*The data:*
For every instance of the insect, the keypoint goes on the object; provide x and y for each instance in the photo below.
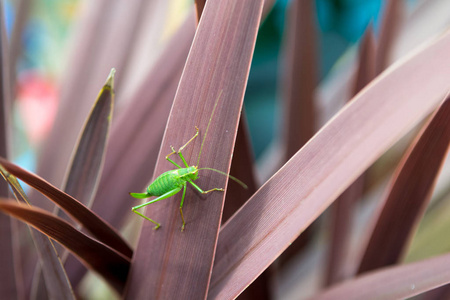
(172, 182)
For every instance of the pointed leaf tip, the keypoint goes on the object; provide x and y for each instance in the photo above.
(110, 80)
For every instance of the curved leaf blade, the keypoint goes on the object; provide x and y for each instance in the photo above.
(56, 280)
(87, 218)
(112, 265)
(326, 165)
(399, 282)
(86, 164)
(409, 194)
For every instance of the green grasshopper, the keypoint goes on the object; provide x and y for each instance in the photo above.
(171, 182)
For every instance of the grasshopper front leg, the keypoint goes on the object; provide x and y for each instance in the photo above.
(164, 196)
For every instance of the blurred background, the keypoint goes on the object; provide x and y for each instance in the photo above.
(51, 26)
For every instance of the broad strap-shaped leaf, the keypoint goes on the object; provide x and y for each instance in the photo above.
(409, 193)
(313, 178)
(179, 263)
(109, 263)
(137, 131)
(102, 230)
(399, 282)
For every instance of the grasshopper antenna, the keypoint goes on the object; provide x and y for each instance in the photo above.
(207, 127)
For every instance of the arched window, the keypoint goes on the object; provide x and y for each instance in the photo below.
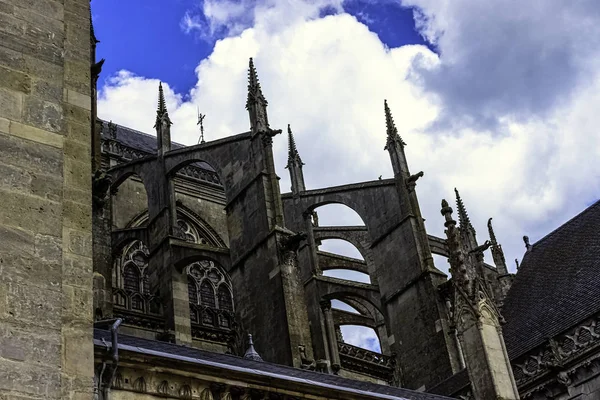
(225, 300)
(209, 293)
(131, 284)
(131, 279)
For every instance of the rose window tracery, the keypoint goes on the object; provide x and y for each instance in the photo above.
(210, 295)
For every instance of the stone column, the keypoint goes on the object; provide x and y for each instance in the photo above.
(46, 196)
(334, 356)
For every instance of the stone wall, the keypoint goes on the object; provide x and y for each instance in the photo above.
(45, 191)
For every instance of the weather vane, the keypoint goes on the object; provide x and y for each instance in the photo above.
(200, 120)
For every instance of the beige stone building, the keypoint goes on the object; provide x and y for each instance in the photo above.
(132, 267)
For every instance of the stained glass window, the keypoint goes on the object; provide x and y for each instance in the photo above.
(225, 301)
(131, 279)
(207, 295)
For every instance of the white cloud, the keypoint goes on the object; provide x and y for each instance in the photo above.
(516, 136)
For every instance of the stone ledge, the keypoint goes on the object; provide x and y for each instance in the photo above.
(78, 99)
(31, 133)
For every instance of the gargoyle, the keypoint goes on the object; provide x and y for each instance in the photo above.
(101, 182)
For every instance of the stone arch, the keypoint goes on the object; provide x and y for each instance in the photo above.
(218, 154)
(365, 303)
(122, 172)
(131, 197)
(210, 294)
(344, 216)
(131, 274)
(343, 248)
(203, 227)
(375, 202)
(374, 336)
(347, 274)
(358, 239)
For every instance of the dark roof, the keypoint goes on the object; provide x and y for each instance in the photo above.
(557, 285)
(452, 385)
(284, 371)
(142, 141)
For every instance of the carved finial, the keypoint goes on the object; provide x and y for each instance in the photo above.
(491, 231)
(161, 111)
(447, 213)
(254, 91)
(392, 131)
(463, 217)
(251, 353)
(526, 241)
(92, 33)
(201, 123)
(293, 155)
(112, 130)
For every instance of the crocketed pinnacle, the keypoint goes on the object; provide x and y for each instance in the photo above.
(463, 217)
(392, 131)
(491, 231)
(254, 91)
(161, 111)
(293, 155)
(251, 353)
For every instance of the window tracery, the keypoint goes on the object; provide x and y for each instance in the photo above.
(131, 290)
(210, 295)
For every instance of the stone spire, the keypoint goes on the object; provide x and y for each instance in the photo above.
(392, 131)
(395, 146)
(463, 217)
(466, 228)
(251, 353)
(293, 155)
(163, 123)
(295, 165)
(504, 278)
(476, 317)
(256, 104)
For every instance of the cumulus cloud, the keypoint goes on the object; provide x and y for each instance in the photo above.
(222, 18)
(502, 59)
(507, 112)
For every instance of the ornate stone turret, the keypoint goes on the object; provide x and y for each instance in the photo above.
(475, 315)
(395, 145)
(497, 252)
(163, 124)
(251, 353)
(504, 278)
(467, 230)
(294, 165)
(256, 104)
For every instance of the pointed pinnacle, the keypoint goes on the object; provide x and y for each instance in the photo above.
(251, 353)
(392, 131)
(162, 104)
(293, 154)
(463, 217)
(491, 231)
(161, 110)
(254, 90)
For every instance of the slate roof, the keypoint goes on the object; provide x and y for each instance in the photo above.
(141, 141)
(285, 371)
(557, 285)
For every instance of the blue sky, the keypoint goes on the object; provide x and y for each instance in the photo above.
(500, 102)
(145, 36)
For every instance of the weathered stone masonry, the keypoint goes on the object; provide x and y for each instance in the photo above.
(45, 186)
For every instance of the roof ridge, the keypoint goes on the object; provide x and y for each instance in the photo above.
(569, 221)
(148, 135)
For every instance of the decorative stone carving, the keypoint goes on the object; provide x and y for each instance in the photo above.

---

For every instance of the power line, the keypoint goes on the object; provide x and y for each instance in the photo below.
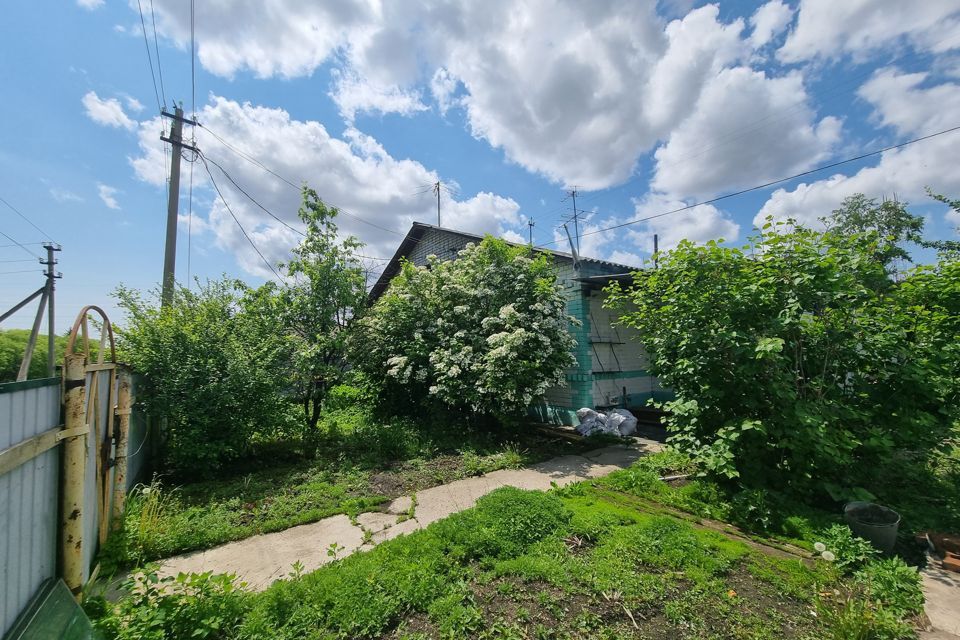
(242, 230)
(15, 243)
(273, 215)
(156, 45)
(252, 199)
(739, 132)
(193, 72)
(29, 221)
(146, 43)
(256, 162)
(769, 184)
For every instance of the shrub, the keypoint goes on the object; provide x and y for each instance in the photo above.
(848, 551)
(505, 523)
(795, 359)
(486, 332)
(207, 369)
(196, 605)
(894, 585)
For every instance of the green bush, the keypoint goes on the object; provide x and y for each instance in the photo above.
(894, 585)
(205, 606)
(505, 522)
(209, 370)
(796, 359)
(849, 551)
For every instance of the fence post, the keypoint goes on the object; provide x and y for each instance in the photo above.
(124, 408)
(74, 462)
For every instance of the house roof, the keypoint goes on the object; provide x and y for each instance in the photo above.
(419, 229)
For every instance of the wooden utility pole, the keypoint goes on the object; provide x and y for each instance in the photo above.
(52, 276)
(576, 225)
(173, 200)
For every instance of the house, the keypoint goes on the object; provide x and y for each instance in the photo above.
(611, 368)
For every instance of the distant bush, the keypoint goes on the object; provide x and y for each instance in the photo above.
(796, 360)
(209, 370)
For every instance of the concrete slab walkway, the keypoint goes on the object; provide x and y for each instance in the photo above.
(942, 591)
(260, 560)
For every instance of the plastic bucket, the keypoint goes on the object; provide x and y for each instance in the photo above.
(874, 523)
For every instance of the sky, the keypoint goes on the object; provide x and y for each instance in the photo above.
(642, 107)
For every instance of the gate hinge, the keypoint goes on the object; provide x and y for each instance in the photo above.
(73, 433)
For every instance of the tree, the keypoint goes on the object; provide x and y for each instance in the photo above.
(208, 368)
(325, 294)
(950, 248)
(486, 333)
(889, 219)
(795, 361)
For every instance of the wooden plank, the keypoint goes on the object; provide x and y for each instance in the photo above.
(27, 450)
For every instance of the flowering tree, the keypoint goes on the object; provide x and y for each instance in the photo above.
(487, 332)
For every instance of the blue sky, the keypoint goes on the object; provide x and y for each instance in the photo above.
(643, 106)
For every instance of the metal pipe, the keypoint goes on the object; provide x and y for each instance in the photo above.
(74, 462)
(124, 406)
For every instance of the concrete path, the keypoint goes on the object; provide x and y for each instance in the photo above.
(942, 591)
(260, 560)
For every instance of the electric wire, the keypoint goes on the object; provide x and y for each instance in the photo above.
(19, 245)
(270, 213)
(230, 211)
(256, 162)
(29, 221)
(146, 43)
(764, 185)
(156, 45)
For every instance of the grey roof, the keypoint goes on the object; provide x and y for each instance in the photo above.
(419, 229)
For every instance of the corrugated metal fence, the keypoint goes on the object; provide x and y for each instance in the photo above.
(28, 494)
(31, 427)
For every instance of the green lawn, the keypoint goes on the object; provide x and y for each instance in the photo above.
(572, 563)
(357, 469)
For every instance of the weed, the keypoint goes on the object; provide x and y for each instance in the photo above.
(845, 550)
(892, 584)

*What to do:*
Give again, word for word, every line of the listing above from the one with "For every instance of the window" to the one with "For every instance of the decorative", both inclusive, and nothing beyond them.

*Result for this task:*
For every instance of the window tracery, the keypoint goes on the object; provide x and y for each instance in the photo above.
(131, 290)
(210, 295)
For every instance of the stone spire, the keypoint goes on the object; provide x and y for each instance in the photo above.
(392, 131)
(395, 146)
(463, 217)
(466, 228)
(251, 353)
(293, 155)
(163, 123)
(295, 165)
(504, 278)
(476, 317)
(256, 104)
For every instance of the cumulus cloud, the keypoint goes on the object; provide x and y for each instance in the photo above.
(222, 18)
(502, 59)
(507, 112)
For every instance of the ornate stone turret, the keypoint goes on the object; provide x and y for each instance in the photo above.
(475, 315)
(395, 145)
(497, 252)
(163, 124)
(251, 353)
(504, 278)
(467, 230)
(294, 165)
(256, 104)
For every instance of the pointed pinnacle, the keypoint goes on the object; provide x and y for each instance in the photo above.
(251, 353)
(392, 131)
(162, 104)
(293, 154)
(463, 217)
(491, 231)
(161, 110)
(254, 90)
For every instance of the slate roof, the keypoint goes on the object; provide x and y for each instance in the photo above.
(141, 141)
(285, 371)
(557, 285)
For every instance of the blue sky, the keypoint goes on the object; provide x and y for each instance in the photo above.
(500, 102)
(145, 36)
For every instance of the weathered stone masonry, the keypoint goes on the object; provide x and y for each instance in the photo above.
(45, 186)
For every instance of the roof ridge, the keypoint goes on the object; provide x and y for each instance in the photo above.
(569, 221)
(148, 135)
For every instance of the decorative stone carving, the keypoint goes on the object; provide x and y for each instance in the photo above.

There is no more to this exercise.